__ИСХОДНЫЙ ОТРЫВОК__.
***
Как достигается этот синтез? Благодаря чему стихотворение Элюара часто способно звучать сразу в трех регистрах?

Условием такого синтеза являются, как правило, и композиционная структура, и лексическая палитра, и ритмическая организация. Композиционная цельность основана на спонтанности перехода от одного плана к другому. Сказать, что чувство личное и чувство гражданственное дополняют друг друга – значит ничего не сказать о поэзии Элюара: они нерасторжимы. Переход от одного плана к другому подготовлен внутренней логикой развития самого сокровенного «я». Характерна с этой точки зрения композиция стихотворения, открывающего сборник «Непрерывная поэзия». Начинается оно с исповеди женщины, вспоминающей о любви, ожидающей любви, – «той зари, что берет начало от пылающей плоти».

Как и у раннего Элюара, встреча мужчины и женщины – торжество вселенной.
***
__ЗАДАНИЕ A__.
Перепишите дословно часть отрывка о поэзии Элюара от «Как достигается этот» до «женщины – торжество вселенной.».
***
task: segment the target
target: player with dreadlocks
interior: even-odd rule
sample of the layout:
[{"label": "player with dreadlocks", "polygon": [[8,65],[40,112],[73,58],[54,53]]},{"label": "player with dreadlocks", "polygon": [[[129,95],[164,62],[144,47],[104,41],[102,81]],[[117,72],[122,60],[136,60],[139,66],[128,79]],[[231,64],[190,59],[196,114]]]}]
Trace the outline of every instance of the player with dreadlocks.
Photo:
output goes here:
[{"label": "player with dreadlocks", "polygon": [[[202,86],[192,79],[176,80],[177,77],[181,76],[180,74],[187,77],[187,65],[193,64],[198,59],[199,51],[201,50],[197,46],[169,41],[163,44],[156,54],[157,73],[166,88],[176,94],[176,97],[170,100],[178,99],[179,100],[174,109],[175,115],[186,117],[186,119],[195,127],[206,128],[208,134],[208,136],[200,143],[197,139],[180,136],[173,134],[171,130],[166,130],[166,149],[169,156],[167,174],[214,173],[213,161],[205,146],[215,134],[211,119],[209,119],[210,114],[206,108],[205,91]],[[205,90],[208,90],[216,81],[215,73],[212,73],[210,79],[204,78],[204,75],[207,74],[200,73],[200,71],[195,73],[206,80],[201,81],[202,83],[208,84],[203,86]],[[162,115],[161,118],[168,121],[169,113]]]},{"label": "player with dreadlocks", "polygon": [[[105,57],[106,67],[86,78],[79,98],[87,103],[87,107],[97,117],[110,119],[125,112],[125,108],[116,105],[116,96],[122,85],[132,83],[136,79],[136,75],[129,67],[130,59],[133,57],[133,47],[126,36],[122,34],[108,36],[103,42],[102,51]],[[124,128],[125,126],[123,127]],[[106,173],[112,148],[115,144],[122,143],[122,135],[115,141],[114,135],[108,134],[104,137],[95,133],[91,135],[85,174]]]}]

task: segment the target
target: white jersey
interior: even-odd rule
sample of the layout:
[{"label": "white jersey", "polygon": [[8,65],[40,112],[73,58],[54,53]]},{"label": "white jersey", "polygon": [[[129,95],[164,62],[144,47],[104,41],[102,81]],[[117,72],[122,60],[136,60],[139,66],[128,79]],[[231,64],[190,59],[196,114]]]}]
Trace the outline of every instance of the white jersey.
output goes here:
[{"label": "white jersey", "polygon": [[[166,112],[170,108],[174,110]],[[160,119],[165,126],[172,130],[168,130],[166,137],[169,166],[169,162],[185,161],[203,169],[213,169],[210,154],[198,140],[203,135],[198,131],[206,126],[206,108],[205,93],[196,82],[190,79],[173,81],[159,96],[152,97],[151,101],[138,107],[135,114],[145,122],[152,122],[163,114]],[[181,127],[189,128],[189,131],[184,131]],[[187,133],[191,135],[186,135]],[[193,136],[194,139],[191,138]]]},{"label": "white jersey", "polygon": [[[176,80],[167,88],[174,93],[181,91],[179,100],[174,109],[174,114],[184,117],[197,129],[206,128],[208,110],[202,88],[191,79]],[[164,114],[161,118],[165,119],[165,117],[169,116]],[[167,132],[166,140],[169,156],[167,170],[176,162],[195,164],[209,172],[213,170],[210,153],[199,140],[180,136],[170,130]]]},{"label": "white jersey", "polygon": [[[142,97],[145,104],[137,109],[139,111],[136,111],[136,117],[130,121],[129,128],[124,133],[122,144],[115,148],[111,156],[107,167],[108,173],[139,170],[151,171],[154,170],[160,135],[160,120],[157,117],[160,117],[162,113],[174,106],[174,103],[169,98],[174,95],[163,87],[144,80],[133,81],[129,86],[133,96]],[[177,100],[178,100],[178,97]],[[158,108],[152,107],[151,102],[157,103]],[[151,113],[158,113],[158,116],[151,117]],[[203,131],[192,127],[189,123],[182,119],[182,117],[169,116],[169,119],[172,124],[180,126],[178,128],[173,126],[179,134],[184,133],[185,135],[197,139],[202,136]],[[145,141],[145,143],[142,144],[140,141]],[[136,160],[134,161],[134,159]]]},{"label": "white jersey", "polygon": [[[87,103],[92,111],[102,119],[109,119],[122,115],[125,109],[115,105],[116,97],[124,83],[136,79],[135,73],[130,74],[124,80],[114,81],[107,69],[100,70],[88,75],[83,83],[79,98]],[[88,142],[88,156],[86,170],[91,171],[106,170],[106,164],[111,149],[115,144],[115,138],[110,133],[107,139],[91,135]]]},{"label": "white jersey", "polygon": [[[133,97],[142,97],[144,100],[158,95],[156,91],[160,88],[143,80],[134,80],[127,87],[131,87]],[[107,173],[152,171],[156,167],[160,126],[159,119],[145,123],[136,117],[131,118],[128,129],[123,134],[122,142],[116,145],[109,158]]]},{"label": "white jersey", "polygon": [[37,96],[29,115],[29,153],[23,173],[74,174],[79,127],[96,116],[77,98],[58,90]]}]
***
__ЗАДАНИЕ B__.
Подсчитайте, в скольких строках листинга встречается слово «outline», учитывая регистр букв. В ответе укажите только число.

__ГОТОВЫЙ ОТВЕТ A__.
Как достигается этот синтез? Благодаря чему стихотворение Элюара часто способно звучать сразу в трех регистрах?

Условием такого синтеза являются, как правило, и композиционная структура, и лексическая палитра, и ритмическая организация. Композиционная цельность основана на спонтанности перехода от одного плана к другому. Сказать, что чувство личное и чувство гражданственное дополняют друг друга – значит ничего не сказать о поэзии Элюара: они нерасторжимы. Переход от одного плана к другому подготовлен внутренней логикой развития самого сокровенного «я». Характерна с этой точки зрения композиция стихотворения, открывающего сборник «Непрерывная поэзия». Начинается оно с исповеди женщины, вспоминающей о любви, ожидающей любви, – «той зари, что берет начало от пылающей плоти».

Как и у раннего Элюара, встреча мужчины и женщины – торжество вселенной.

__ГОТОВЫЙ ОТВЕТ B__.
2